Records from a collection
= = =

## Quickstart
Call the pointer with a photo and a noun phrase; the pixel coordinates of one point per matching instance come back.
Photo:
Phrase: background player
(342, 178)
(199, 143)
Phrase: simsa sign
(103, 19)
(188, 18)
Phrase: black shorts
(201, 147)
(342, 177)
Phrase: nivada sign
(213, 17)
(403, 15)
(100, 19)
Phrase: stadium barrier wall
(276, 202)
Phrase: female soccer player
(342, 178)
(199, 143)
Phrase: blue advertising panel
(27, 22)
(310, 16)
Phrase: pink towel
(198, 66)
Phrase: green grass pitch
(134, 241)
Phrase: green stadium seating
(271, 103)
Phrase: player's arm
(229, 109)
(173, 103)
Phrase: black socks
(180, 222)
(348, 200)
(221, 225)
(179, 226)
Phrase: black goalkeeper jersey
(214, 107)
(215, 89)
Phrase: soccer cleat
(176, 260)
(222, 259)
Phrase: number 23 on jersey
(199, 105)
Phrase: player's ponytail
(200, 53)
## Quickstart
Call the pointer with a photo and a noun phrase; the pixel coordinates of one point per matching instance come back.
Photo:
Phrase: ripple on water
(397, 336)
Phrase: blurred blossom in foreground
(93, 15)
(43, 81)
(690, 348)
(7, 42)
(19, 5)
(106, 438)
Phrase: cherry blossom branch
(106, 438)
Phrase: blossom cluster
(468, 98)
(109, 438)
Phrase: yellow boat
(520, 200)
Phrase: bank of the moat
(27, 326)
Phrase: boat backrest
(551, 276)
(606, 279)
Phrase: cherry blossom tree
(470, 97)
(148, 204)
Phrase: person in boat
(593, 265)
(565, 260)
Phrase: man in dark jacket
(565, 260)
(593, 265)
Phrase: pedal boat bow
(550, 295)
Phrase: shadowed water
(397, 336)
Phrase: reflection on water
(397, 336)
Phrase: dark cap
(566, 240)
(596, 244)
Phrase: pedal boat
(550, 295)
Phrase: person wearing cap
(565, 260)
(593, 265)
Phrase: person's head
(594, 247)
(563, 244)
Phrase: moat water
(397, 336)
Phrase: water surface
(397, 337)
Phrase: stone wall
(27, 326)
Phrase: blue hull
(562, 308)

= = =

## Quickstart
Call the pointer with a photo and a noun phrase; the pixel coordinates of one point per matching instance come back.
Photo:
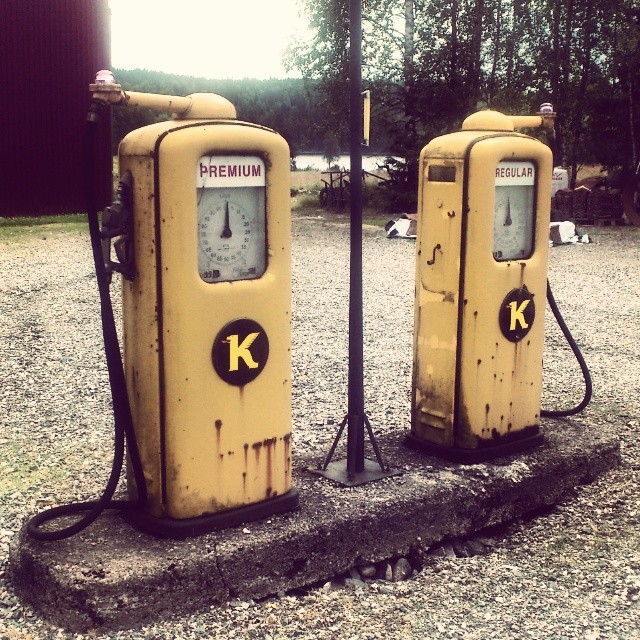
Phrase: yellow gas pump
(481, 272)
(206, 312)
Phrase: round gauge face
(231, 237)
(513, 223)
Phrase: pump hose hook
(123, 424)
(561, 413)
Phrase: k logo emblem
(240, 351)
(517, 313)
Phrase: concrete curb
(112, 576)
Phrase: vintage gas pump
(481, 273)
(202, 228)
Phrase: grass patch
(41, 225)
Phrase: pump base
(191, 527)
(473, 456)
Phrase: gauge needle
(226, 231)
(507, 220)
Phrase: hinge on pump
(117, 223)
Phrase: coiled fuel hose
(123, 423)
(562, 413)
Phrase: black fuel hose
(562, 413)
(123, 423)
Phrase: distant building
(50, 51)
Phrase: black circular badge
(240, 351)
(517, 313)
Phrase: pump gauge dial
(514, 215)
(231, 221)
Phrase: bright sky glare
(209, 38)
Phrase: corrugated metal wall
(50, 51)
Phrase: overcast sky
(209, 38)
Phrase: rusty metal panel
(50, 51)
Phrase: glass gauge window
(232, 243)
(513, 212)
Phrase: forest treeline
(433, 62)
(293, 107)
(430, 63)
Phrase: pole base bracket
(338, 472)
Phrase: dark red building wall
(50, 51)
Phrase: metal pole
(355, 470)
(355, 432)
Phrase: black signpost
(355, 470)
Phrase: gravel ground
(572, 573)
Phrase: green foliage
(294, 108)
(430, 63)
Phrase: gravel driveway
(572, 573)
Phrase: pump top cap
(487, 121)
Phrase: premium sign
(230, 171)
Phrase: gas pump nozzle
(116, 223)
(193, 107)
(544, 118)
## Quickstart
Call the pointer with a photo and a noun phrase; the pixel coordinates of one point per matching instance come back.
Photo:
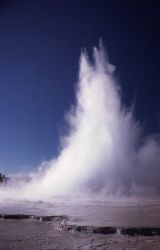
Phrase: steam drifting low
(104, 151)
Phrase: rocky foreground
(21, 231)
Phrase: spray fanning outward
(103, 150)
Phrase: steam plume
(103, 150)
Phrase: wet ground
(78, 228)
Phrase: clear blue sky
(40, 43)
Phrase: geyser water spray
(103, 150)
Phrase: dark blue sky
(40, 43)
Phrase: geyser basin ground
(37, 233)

= = =

#### SHORT EXERCISE
Please locate each line in the records that contains the word "jersey", and copy those lines.

#### EXERCISE RESULT
Phrase: black goalkeeper jersey
Phrase: number 23 on jersey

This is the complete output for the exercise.